TASK MATERIAL:
#####

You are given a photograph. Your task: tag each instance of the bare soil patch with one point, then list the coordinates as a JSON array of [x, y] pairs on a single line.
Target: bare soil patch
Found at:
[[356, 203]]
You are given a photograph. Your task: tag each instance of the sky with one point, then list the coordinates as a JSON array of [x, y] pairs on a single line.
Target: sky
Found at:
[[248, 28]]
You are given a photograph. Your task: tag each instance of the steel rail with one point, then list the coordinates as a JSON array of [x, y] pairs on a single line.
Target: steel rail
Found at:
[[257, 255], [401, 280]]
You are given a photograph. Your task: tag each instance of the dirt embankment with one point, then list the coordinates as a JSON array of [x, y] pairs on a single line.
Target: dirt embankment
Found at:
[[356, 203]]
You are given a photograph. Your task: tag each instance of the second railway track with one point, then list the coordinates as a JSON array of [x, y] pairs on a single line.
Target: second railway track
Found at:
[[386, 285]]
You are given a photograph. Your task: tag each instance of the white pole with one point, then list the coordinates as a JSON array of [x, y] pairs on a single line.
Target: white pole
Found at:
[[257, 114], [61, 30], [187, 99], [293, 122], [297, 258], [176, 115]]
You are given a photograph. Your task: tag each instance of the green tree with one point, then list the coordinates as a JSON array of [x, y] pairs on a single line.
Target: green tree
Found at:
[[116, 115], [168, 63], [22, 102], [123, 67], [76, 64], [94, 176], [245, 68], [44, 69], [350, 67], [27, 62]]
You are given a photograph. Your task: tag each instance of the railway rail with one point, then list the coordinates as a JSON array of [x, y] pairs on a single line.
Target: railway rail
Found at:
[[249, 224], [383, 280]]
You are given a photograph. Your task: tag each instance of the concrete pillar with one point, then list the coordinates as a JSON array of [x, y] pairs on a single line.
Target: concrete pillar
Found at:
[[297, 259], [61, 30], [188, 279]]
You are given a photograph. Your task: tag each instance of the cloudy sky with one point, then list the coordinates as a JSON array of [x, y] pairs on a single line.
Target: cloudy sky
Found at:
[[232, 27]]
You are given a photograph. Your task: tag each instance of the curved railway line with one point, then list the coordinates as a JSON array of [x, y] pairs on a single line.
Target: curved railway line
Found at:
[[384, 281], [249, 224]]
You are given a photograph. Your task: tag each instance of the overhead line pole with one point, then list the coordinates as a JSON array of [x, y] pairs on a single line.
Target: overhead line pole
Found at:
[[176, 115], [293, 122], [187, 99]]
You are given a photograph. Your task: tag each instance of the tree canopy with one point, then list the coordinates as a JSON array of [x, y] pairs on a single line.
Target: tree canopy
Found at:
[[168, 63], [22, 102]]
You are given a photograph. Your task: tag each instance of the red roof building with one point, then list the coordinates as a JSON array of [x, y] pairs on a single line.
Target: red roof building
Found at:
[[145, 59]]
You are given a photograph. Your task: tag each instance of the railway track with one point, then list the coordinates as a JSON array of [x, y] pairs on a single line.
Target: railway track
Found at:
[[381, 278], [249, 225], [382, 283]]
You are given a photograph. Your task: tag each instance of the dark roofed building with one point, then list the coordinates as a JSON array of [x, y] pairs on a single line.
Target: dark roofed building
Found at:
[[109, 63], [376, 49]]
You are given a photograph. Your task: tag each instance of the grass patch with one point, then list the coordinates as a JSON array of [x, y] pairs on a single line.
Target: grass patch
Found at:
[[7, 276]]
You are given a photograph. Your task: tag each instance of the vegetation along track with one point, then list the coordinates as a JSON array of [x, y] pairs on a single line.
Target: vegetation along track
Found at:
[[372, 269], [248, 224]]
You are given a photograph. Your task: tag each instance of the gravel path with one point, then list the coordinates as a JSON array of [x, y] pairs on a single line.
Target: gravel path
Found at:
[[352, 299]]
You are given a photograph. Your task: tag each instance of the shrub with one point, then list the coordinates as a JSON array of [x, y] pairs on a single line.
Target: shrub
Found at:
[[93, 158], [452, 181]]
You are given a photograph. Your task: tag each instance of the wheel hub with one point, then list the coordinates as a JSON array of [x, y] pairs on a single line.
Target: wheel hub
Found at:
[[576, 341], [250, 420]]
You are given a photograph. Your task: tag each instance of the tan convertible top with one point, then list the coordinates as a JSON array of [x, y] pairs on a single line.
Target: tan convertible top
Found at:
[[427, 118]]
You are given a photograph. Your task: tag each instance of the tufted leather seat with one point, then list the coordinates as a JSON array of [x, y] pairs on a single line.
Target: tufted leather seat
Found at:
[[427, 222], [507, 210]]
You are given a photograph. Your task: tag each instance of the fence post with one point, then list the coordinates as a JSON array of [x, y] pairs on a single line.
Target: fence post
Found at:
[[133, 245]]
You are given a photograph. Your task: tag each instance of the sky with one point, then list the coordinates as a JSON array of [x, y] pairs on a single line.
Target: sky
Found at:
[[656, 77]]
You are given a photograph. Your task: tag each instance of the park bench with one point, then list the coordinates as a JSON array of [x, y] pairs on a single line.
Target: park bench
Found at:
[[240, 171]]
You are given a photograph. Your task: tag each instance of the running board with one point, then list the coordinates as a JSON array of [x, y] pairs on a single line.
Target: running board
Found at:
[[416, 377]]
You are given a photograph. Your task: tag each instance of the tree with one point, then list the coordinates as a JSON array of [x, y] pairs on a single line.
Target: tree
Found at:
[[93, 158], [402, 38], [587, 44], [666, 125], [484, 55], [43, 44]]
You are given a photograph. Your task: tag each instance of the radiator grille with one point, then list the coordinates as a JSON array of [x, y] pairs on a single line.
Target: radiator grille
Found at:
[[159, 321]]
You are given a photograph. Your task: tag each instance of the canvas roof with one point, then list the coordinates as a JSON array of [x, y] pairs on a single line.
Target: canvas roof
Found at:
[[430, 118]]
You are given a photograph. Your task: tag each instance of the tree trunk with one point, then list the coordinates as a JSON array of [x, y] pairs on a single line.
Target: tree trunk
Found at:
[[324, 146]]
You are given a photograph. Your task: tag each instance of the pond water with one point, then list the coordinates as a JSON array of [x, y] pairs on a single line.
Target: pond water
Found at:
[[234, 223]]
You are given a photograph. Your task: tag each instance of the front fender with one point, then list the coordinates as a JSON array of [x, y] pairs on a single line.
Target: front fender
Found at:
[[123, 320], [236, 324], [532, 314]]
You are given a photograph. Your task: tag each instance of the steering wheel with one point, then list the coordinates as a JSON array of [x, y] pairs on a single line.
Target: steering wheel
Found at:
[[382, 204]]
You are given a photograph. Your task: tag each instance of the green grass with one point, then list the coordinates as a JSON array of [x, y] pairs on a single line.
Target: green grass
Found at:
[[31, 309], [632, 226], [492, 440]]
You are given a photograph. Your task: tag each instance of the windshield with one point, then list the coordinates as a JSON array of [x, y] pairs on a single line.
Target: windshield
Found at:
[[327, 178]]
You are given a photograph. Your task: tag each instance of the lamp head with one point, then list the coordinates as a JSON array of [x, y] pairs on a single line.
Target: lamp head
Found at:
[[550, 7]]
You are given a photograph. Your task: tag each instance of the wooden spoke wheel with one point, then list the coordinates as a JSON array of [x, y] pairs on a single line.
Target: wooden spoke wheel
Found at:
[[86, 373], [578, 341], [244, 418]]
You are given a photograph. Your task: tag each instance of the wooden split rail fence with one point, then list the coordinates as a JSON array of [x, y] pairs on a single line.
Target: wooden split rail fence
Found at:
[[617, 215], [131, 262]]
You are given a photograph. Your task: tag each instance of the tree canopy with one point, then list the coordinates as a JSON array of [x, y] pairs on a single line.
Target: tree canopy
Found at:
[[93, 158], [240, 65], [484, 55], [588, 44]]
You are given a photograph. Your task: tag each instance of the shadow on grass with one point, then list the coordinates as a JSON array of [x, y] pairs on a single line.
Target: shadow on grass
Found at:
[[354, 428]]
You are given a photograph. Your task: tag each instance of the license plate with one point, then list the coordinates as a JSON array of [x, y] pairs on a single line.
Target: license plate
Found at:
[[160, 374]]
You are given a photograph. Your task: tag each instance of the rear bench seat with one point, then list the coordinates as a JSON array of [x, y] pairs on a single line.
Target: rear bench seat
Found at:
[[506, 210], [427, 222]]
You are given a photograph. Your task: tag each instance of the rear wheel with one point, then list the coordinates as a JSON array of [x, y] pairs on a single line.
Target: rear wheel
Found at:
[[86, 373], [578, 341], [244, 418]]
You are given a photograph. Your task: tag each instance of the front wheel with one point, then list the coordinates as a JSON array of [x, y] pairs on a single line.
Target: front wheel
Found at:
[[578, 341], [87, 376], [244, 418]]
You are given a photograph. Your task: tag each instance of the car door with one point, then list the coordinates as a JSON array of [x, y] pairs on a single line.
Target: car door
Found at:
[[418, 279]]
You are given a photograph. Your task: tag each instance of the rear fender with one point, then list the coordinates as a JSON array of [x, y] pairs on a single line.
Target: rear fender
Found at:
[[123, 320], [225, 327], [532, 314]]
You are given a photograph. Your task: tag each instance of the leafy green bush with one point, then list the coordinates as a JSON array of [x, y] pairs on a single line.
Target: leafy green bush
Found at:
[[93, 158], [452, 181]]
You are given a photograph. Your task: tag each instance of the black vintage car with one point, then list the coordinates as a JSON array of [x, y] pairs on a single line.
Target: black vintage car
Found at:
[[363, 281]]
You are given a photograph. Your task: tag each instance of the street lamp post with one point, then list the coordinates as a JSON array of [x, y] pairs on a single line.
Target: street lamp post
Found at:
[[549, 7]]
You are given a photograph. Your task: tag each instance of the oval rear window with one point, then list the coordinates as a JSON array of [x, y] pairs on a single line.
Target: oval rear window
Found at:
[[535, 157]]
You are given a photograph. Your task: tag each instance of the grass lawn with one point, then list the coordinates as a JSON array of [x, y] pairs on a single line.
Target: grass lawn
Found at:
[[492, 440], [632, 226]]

#####

TASK DIRECTIONS: Can you rewrite the listing's stretch from the line containing "of the curved" through the line containing "[[384, 281], [249, 224]]", both included, with the requests kept as they are and every x and y point coordinate in the answers scaled by 0.35 and rounded to whole numbers, halves rounding up? Return only those lines.

THE RESPONSE:
You are given a photograph. Your task: tag each instance of the curved railway line with one point, then list the coordinates as a JSON array of [x, y] pairs on a single line.
Target: curved railway line
Found at:
[[134, 98], [87, 78]]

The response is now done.